* **Written problem**:
Put every line of the records below into a JSON list of strings, one string per line, with blank lines left out.

* **Data entries**:
>>>>>

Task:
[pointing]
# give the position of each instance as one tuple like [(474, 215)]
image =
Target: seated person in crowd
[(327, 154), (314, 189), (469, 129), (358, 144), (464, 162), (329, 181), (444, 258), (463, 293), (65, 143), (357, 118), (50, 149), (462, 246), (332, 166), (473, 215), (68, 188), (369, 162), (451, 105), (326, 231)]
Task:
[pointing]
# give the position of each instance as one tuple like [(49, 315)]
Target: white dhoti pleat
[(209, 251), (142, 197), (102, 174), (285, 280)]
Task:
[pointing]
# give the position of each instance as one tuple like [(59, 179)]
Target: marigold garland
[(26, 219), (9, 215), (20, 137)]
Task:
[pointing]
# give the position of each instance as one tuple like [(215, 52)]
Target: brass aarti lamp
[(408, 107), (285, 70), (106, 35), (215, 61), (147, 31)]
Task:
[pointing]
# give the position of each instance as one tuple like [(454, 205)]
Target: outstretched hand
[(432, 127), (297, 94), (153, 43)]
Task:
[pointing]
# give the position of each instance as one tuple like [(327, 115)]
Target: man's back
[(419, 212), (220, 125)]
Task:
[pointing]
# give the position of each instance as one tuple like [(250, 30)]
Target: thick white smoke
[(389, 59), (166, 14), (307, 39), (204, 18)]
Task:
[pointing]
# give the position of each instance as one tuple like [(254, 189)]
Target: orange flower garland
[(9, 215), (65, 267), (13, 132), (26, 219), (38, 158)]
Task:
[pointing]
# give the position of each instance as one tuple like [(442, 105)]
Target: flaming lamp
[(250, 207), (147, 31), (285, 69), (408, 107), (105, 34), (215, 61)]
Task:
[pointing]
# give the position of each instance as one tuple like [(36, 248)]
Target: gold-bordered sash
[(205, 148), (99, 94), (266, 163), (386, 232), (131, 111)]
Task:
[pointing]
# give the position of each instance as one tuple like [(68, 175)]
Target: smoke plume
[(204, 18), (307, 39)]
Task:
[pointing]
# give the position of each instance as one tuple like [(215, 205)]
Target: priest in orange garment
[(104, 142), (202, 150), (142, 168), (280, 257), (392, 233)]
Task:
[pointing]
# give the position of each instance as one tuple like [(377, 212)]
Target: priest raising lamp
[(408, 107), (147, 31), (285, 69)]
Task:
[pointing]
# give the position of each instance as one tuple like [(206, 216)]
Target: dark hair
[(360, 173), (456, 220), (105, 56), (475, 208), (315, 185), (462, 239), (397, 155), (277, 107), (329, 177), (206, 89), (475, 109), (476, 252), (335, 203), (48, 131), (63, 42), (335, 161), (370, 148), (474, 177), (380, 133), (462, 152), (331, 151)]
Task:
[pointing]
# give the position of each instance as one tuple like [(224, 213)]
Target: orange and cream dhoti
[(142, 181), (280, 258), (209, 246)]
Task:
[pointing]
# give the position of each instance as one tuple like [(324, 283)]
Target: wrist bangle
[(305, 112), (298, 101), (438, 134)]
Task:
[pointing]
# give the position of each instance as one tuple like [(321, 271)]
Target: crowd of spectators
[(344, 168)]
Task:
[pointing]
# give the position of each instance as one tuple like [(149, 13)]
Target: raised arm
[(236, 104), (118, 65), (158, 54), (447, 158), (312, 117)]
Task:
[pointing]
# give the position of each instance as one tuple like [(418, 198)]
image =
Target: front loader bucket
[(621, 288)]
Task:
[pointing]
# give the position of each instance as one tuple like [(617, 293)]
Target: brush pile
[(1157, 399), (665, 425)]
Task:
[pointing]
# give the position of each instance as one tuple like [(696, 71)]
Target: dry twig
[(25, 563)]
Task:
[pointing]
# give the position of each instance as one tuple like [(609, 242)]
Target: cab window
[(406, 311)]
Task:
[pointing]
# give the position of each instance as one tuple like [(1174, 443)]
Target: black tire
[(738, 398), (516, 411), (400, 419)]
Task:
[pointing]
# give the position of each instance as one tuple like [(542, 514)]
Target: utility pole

<<<<<

* **Result below**:
[
  "Task:",
  "[pointing]",
  "# give the position of each instance as one tuple like [(474, 215)]",
  "image =",
  "Target: seated person in crowd",
  "[(327, 154), (314, 189), (469, 129), (358, 144), (464, 162), (329, 181), (444, 258), (463, 293), (65, 143), (357, 118), (50, 149), (462, 246), (332, 166), (473, 215), (68, 188), (369, 162), (451, 105), (326, 231)]",
  "Task:",
  "[pointing]",
  "# give the position of each instance as one tuple like [(49, 315)]",
  "Target: white dhoti pleat",
  "[(209, 251), (142, 197), (102, 174), (285, 280)]",
  "Task:",
  "[pointing]",
  "# give the position of each instance as one tuple like [(59, 179)]",
  "Target: marigold garland",
  "[(26, 219), (9, 215), (20, 137)]",
  "Task:",
  "[pointing]",
  "# give the position of each instance as one tuple like [(215, 52)]",
  "Target: brass aarti lamp",
  "[(408, 107), (285, 70), (106, 35), (215, 61), (147, 31)]",
  "Task:",
  "[pointing]",
  "# give the position of each instance as one tuple like [(454, 205)]",
  "Target: outstretched hand",
  "[(432, 127), (297, 94), (153, 43)]",
  "Task:",
  "[pointing]",
  "# give the position of each instance as one tuple like [(327, 115)]",
  "Target: man's back",
  "[(419, 212), (220, 125)]",
  "Task:",
  "[pointing]",
  "# give the position of each instance as one tuple like [(250, 30)]",
  "Target: thick white smoke",
  "[(389, 59), (166, 14), (307, 39), (204, 18)]",
  "Task:",
  "[pointing]",
  "# give the position of each instance as one tuple like [(254, 189)]",
  "Target: orange flower garland",
  "[(9, 215), (65, 267), (13, 132), (26, 219), (38, 158)]",
  "Task:",
  "[pointing]",
  "# give the position of each instance as one tuple like [(442, 105)]",
  "Target: flaming lamp",
  "[(250, 207), (147, 31), (285, 69), (408, 107), (105, 34), (215, 61)]",
  "Task:",
  "[pointing]",
  "# give the position of each instance as one tuple like [(36, 248)]",
  "Target: gold-bordered sash",
  "[(205, 148), (99, 94), (266, 163), (386, 232), (131, 111)]",
  "Task:",
  "[pointing]",
  "# give the position of each instance as one tuple like [(68, 175)]",
  "Target: smoke plume",
  "[(204, 18), (307, 39)]",
  "Task:",
  "[pointing]",
  "# give the position of each instance as one tuple like [(215, 205)]",
  "Target: priest in orange garment",
  "[(104, 142), (202, 150), (142, 168), (280, 257), (392, 233)]",
  "Task:",
  "[pointing]",
  "# give the position of each instance as one tuple like [(377, 212)]",
  "Target: priest raising lamp",
  "[(408, 107), (147, 31), (285, 69)]",
  "Task:",
  "[pointing]",
  "# give the position of each instance as one tuple like [(206, 216)]",
  "Target: dark hair",
  "[(360, 173), (456, 220), (105, 56), (475, 208), (315, 185), (462, 239), (397, 155), (277, 107), (329, 177), (206, 89), (475, 109), (476, 252), (335, 203), (48, 131), (63, 42), (335, 161), (370, 148), (474, 177), (380, 133), (462, 152), (331, 151)]",
  "Task:",
  "[pointing]",
  "# give the position of each instance as one tuple like [(224, 213)]",
  "Target: orange and cream dhoti",
  "[(142, 181), (280, 258), (209, 246)]",
  "Task:",
  "[pointing]",
  "# give the position of each instance as one tuple like [(324, 283)]",
  "Target: wrist bangle",
  "[(305, 112), (298, 101), (438, 134)]",
  "Task:",
  "[pointing]",
  "# give the position of each instance as one tuple like [(321, 271)]",
  "Target: crowd of spectators",
  "[(344, 168)]",
  "Task:",
  "[pointing]",
  "# give the position of each instance as one tuple like [(149, 13)]",
  "Target: raised arm",
  "[(236, 104), (118, 65), (158, 54), (447, 158), (312, 117)]",
  "Task:",
  "[pointing]",
  "# give the position of each instance as one tuple like [(418, 198)]",
  "image =",
  "Target: front loader bucket",
  "[(621, 288)]",
  "Task:",
  "[pointing]",
  "# give the position of each instance as one tuple like [(617, 293)]",
  "Target: brush pile",
  "[(1157, 399), (665, 425)]",
  "Task:",
  "[pointing]",
  "# give the position of each instance as one tuple like [(696, 71)]",
  "Target: dry twig",
  "[(25, 563)]",
  "Task:",
  "[pointing]",
  "# give the position of each instance as one tuple like [(609, 242)]",
  "Target: cab window",
  "[(406, 311)]",
  "Task:",
  "[pointing]",
  "# give the position of each instance as one tuple like [(1174, 443)]",
  "Target: black tire",
  "[(738, 398), (516, 411), (400, 419)]",
  "Task:",
  "[pointing]",
  "# give the position of each instance as one tuple like [(542, 514)]",
  "Target: utility pole"
]